[Saved data entries]
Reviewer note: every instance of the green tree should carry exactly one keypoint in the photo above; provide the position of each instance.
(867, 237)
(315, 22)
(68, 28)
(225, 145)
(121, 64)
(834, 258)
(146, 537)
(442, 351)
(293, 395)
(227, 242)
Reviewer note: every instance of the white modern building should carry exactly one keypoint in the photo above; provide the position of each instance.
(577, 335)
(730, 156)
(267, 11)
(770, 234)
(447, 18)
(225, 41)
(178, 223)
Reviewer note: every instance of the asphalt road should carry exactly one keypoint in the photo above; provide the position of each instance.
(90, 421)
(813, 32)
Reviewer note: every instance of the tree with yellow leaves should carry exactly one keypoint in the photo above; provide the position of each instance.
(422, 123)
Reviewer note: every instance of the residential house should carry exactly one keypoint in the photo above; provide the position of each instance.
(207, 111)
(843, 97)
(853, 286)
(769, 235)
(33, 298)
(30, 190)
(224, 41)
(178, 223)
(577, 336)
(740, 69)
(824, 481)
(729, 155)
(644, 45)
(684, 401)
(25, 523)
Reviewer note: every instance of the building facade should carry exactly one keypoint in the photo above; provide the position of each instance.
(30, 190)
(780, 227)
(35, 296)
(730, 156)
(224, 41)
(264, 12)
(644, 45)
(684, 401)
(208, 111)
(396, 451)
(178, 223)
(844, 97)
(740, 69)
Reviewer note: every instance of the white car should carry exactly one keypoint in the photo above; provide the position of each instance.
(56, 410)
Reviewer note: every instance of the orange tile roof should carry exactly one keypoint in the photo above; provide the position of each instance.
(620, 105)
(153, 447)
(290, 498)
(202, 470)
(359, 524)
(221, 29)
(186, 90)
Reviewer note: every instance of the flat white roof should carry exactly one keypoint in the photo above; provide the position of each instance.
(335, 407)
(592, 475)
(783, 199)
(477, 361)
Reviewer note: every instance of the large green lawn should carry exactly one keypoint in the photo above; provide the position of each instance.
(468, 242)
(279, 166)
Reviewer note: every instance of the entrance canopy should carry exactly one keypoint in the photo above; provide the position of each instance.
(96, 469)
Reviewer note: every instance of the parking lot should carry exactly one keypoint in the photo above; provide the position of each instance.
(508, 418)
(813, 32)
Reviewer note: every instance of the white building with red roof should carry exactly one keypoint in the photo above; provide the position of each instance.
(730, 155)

Problem to work on :: What is needed is an exact copy of the line containing "Reviewer note: every instance of the parking" and each line after it, through the final line of the entries above.

Solution to this problem ::
Reviewer note: every instance of the parking lot should carry exactly one keypoint in the photo above; provide the position of each instance.
(508, 418)
(813, 32)
Reviewer note: every instance of the white building with red roof should carry exactly one keypoint in the photo above; provide the position of each instance.
(730, 155)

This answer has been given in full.